(TO DO):
Reproduce the material below word for word, keeping every line unchanged and in its original order.

Start SUPPLIED INFORMATION

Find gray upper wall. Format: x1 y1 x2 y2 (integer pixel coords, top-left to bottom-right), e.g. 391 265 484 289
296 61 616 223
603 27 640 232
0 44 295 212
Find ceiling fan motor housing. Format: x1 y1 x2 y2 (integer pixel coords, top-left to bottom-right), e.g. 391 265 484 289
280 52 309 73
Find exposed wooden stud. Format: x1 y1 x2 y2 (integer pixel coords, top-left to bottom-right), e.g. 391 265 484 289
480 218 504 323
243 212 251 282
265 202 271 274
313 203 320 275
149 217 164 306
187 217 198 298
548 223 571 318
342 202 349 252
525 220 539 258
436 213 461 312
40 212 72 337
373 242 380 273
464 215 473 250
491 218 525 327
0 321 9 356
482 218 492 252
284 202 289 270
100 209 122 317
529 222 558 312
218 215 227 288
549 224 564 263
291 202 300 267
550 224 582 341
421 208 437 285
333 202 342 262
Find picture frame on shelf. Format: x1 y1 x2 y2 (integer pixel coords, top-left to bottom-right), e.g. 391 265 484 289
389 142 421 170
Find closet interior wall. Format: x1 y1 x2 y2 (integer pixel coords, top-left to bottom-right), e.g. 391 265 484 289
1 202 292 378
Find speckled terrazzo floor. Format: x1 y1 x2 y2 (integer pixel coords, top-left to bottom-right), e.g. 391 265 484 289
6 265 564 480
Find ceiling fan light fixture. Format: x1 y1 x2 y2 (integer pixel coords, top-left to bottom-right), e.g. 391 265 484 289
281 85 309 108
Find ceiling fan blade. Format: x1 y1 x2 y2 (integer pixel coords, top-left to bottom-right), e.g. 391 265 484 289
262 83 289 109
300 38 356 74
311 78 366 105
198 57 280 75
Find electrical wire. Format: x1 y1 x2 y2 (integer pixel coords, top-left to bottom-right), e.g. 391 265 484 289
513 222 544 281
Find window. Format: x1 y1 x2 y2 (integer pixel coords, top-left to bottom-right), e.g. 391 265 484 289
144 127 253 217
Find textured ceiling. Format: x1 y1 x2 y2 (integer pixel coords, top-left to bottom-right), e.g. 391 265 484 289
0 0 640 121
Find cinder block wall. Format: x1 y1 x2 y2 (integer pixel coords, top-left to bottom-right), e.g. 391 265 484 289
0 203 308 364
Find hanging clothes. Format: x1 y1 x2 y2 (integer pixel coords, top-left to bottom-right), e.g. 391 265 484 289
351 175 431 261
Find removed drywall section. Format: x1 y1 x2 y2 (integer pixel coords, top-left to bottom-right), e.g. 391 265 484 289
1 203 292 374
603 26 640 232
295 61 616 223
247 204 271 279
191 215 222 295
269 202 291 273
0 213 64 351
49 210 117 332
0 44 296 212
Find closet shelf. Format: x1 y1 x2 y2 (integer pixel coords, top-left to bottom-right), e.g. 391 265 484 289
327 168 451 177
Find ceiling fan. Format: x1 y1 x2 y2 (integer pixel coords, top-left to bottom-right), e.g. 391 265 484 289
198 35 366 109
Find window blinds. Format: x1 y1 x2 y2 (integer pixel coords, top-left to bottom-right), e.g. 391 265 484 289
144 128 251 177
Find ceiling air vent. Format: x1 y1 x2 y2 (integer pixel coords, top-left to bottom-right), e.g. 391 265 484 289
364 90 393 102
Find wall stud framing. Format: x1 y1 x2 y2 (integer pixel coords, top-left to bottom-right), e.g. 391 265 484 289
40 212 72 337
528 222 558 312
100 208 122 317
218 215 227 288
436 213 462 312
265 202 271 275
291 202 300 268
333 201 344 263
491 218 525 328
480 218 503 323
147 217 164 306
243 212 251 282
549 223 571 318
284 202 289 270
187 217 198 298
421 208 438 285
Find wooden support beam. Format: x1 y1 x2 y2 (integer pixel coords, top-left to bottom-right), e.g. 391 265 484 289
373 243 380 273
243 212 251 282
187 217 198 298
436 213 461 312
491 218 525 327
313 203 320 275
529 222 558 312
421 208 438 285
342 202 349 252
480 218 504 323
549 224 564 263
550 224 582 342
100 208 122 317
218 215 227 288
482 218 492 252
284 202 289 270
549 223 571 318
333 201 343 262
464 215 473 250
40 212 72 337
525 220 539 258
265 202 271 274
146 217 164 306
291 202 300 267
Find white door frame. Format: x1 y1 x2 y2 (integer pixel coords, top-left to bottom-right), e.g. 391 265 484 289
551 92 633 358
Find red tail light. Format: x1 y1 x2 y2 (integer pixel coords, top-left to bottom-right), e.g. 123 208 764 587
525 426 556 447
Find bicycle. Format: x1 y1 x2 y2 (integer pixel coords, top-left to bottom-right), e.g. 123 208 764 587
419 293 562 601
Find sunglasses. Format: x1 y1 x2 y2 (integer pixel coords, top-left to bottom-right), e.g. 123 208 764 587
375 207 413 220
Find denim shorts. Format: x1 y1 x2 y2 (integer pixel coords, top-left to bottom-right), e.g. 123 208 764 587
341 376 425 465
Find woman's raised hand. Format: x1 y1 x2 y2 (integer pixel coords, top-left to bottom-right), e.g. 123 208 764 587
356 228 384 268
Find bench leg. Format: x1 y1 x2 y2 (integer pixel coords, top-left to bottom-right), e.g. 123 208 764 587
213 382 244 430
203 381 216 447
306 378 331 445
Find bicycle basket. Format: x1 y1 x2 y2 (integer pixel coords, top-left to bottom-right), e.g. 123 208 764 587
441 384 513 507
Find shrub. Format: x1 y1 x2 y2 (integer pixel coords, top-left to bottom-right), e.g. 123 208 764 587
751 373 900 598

End SUPPLIED INFORMATION

(CORRECT OUTPUT):
Find gray upper wall. Format: x1 y1 x2 y2 (integer pixel coords, top-left to bottom-right), e.g. 391 265 484 289
296 61 616 223
603 27 640 232
0 44 295 212
Find ceiling fan motor housing. Format: x1 y1 x2 y2 (integer pixel coords, top-left to bottom-right), e.g. 391 265 484 289
280 52 309 73
Find exposed wooden stud. Format: x1 y1 x2 y2 (integer pixel coords, top-left to bottom-right), e.g. 391 265 484 289
480 218 504 323
243 212 251 282
265 202 271 274
313 203 320 275
149 217 164 306
187 217 198 298
548 223 571 318
342 202 349 252
525 220 539 258
436 213 461 312
40 212 72 337
373 242 380 273
464 215 473 250
491 218 525 327
0 321 9 356
482 218 492 252
284 202 289 270
100 209 122 317
529 222 558 312
218 215 227 288
549 224 564 263
291 202 300 267
550 224 582 341
421 208 437 285
333 202 342 262
Find picture frame on shelf. Format: x1 y1 x2 y2 (integer pixel coords, top-left to bottom-right), e.g. 391 265 484 289
389 142 421 170
Find closet interior wall. Format: x1 y1 x2 y2 (integer pixel coords, top-left to bottom-right), e.g. 391 265 484 289
1 202 292 378
Find speckled terrazzo floor. Format: x1 y1 x2 y2 (integer pixel coords, top-left to bottom-right), e.g. 391 265 484 289
6 265 564 480
Find ceiling fan light fixture. Format: x1 y1 x2 y2 (integer pixel coords, top-left to bottom-right), e.g. 391 265 484 289
281 85 309 108
Find ceiling fan blade. Format: x1 y1 x2 y2 (integer pixel coords, top-left to bottom-right), e.g. 391 265 484 289
262 83 289 109
300 38 356 74
311 78 366 105
198 57 280 75
Find electrical wire. Format: x1 y1 x2 y2 (integer pixel coords, top-left to bottom-right), e.g. 391 265 484 289
513 222 544 281
Find window. Format: x1 y1 x2 y2 (integer pixel coords, top-left to bottom-right), e.g. 391 265 484 289
144 127 253 217
Find textured ceiling. Format: x1 y1 x2 y2 (integer pixel coords, top-left to bottom-right), e.g. 391 265 484 289
0 0 640 121
Find cinder block wall. Format: x1 y1 x2 y2 (integer pixel coords, top-left to bottom-right), e.g. 391 265 484 289
0 203 308 364
Find hanging clothes. Format: x1 y1 x2 y2 (integer pixel coords, top-left to bottom-right), e.g. 391 265 484 289
351 175 431 261
Find removed drywall section. Format: x1 y1 x2 y2 (integer pixel coords, top-left to bottom-right), e.g. 391 265 484 289
1 203 292 374
603 26 640 232
295 61 616 223
247 204 271 279
191 215 222 295
269 202 291 273
0 213 64 351
49 210 117 332
0 44 296 212
Find closet shelf. Format: x1 y1 x2 y2 (integer pixel coords, top-left to bottom-right), e.g. 391 265 484 289
327 168 451 177
Find ceiling fan. Format: x1 y1 x2 y2 (integer pixel coords, top-left to bottom-right), e.g. 391 265 484 289
198 35 366 109
Find window blinds. Format: x1 y1 x2 y2 (integer pixel coords, top-left to bottom-right), e.g. 391 265 484 289
144 128 251 177
Find ceiling air vent. Format: x1 y1 x2 y2 (integer pixel coords, top-left to bottom-right), e.g. 391 265 484 289
364 90 393 102
Find wall stud framing. Format: x1 y1 x2 y2 (integer pixel coords, top-left to bottom-right), e.g. 391 265 484 289
40 212 72 337
528 222 558 312
100 208 122 317
218 215 227 288
436 213 462 312
265 202 271 275
291 202 300 268
333 201 344 263
491 218 525 328
480 218 503 323
147 217 164 306
243 212 251 282
549 223 571 318
284 202 289 270
187 217 198 298
421 208 438 285
Find wooden support beam. Format: x1 y1 x2 y2 (integer pixel coords, top-left to bottom-right), e.g. 391 265 484 289
373 243 380 273
243 212 251 282
187 217 198 298
436 213 461 312
491 218 525 327
313 203 320 275
529 222 558 312
421 208 438 285
342 202 349 252
480 218 504 323
549 224 564 263
550 224 582 342
100 208 122 317
218 215 227 288
482 218 492 252
284 202 289 270
549 223 571 318
333 201 343 262
464 215 473 250
40 212 72 337
525 220 539 258
265 202 271 274
146 217 164 306
291 202 300 267
Find white door frame. Format: x1 y1 x2 y2 (integer pixel coords, top-left to bottom-right), e.g. 391 265 484 289
551 92 633 358
Find red tail light. Format: x1 y1 x2 y2 (integer pixel coords, top-left to bottom-right), e.g. 123 208 764 587
525 426 556 447
Find bicycle. Format: x1 y1 x2 y2 (integer pixel coords, top-left to bottom-right), e.g. 123 208 764 587
419 293 562 601
Find sunglasses. Format: x1 y1 x2 y2 (integer pixel coords, top-left to bottom-right), e.g. 123 208 764 587
375 207 413 220
Find denim shorts. Format: x1 y1 x2 y2 (integer pixel coords, top-left to bottom-right), e.g. 123 208 764 587
341 376 425 465
Find woman's raised hand. Format: x1 y1 x2 y2 (integer pixel coords, top-left to bottom-right), e.g. 123 208 764 587
356 228 384 268
Find bench leg. Format: x1 y1 x2 y2 (integer pixel coords, top-left to bottom-right), e.g. 123 208 764 587
213 382 244 430
203 381 216 447
306 378 331 445
Find bicycle basket. Format: x1 y1 x2 y2 (integer pixel coords, top-left to bottom-right), e.g. 123 208 764 587
441 384 513 507
Find shrub. Format: x1 y1 x2 y2 (integer pixel coords, top-left to bottom-right), e.g. 123 208 764 587
751 373 900 598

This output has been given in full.